Alison Gopnik makes a compelling case for care as a matter of social responsibility. A politics of care, however, must address who has the authority to determine the content of care, not just who pays for it. The most attractive ideological vision of a politics of care combines extensive redistribution with a pluralistic recognition of the many different arrangements through which care is provided.
Alison Gopnik’s elegant essay for this volume grasps an essential challenge in liberal political economy, which is how to account for the fundamental and ubiquitous phenomenon of care within a political economy that prioritizes production and exchange.1 I am in basic agreement with her essay. That said, I think care raises other tensions within liberalism, which I think are best understood as problems of authority.
There are two dimensions to the question of care at work in Gopnik’s essay, one on which she has a strong opinion—redistribution—and one on which the essay is ambivalent, which is what I will call professional authority. Even when care is provided in an intimate context—children being cared for by their parents, elders being cared for by their children—it still interacts with the rest of the political economy. Whether parents can actually care for children, for instance, is critically dependent on the structure of the labor market and the provision of social insurance. In a purely free market, she argues—and I agree—care will be undersupplied.
We do not need to go outside of the tradition of classical liberal political theory to understand why this undersupply is a problem. As far back as John Locke, liberals understood that the rational, contracting, “free” agents in their theory were an artifice, not something given by nature. As political scientist Rita Koganzon asserts in Liberal States, Authoritarian Families, the early moderns recognized this problem, but they argued, perhaps paradoxically to our contemporary ears, against a “logic of congruence” between the egalitarian state they hoped to produce and the nature of citizen-making.2 Hierarchy in the family and schooling, they thought, was necessary to insulate children from influences that would make them overly subject to the opinions of others. Free citizens had somehow to be made, rather than just assumed.
It does not take much imagination to see how this might point to an argument for social insurance where care is concerned. A liberal society is impossible without liberal citizens, liberal citizens are produced through institutions of care, those institutions will be systematically underproduced through market relations, and hence there is a social obligation to spread the costs of making citizens across the entire polity. From an argument like this, we get a liberal justification for redistribution to families.

TASK PROMPT
In the text on care, what is the title of the book by Rita Koganzon that it cites?

STORED DATA
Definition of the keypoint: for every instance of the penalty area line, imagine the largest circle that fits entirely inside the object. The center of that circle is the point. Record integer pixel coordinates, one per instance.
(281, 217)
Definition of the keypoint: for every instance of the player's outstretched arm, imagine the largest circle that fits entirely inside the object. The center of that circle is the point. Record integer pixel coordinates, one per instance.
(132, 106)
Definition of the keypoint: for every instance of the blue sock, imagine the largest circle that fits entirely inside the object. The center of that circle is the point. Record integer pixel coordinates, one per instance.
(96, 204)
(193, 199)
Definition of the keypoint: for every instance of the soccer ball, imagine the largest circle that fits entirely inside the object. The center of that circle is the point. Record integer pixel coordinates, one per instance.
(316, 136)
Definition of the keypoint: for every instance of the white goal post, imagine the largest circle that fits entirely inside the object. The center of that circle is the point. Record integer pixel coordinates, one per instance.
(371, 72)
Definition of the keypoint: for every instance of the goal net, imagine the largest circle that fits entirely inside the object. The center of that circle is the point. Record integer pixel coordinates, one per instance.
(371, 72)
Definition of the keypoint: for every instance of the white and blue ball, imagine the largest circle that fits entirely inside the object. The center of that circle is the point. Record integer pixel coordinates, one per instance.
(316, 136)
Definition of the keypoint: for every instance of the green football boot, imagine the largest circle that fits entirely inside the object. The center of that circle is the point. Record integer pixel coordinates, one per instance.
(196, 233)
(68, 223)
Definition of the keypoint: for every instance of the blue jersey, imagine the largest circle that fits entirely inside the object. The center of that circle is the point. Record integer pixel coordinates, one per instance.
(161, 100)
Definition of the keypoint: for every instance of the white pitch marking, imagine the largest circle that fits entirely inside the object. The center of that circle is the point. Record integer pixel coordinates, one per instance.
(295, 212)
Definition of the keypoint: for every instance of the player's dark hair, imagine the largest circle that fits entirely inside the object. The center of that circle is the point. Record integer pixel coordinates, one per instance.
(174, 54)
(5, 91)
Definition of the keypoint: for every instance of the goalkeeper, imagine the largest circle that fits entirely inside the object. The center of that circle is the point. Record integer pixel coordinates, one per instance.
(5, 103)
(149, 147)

SOLUTION TO THIS EXERCISE
Liberal States, Authoritarian Families